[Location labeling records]
* start *

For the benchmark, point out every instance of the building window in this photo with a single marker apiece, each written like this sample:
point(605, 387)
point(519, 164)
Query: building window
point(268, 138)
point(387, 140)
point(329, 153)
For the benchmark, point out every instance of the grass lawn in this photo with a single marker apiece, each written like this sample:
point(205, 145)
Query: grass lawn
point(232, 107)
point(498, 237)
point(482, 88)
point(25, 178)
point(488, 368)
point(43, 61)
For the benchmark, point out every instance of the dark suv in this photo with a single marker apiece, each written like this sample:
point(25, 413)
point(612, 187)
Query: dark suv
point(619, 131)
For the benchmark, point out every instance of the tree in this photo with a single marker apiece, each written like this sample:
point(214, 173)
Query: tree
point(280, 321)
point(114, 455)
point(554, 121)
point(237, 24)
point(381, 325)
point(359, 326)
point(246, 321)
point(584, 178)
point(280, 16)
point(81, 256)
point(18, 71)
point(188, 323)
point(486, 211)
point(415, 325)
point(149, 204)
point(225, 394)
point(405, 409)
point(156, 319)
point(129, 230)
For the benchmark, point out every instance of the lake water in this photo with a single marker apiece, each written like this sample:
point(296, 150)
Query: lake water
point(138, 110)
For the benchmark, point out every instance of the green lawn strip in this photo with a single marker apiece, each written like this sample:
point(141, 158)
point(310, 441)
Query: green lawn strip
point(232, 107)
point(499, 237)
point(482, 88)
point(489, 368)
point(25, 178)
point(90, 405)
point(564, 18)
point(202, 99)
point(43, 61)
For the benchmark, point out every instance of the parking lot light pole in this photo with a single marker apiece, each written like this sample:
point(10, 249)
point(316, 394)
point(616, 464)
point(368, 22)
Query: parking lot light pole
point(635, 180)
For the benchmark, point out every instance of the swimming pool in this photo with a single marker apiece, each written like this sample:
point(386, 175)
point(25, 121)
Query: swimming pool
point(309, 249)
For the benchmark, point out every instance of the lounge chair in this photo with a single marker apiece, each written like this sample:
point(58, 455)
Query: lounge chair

* end *

WHAT NEEDS TO BE DONE -
Reproduce every line of the data above verbatim, in its original order, with no changes.

RESPONSE TO THE TASK -
For the benchmark, point out every instance of the building window in this photo with a single marker apiece, each written like this sample:
point(605, 387)
point(519, 164)
Query: building window
point(268, 138)
point(387, 140)
point(329, 153)
For the benchmark, point out every instance of the grass lawn in this photo with a single marker apiece, each written like this sample:
point(205, 145)
Query: grass lawn
point(232, 107)
point(498, 237)
point(482, 88)
point(25, 178)
point(488, 368)
point(43, 61)
For the benchmark, point out every instance of the dark suv in this photo with a single marker apiece, each written like this sample:
point(25, 413)
point(612, 187)
Query: dark suv
point(619, 131)
For the benchmark, point out every instance of the tree in this photo with a single marker apiece, each written like this sample:
point(214, 173)
Query: tree
point(280, 321)
point(114, 455)
point(554, 121)
point(237, 24)
point(381, 325)
point(359, 326)
point(246, 321)
point(584, 178)
point(280, 16)
point(81, 256)
point(18, 71)
point(188, 323)
point(486, 211)
point(415, 325)
point(149, 204)
point(225, 394)
point(405, 409)
point(156, 319)
point(129, 230)
For the benchmark, point out every instance of the lake water in this photo with a single marker apiece, each written like this sample:
point(296, 150)
Query: lake water
point(138, 110)
For the benchmark, point out every instance of the green lawn strip in this photo with a single marker apiece, each written like this sample:
point(141, 158)
point(310, 441)
Query: green lawn strip
point(232, 107)
point(499, 237)
point(482, 88)
point(489, 368)
point(25, 178)
point(90, 405)
point(564, 18)
point(202, 99)
point(43, 61)
For the benchmark, point out every instance of the parking lot light pole in this photo with a single marker apiece, each written like this sample:
point(10, 249)
point(316, 394)
point(616, 464)
point(368, 22)
Query: parking lot light pole
point(635, 180)
For the benchmark, point out every instance of the swimming pool in this photo with a single marker apiece, each written like this sample:
point(386, 175)
point(25, 121)
Query: swimming pool
point(309, 249)
For the benchmark, point out every instance of the lounge chair in this photo with a single marker apiece, each written like this sample:
point(58, 455)
Query: lounge chair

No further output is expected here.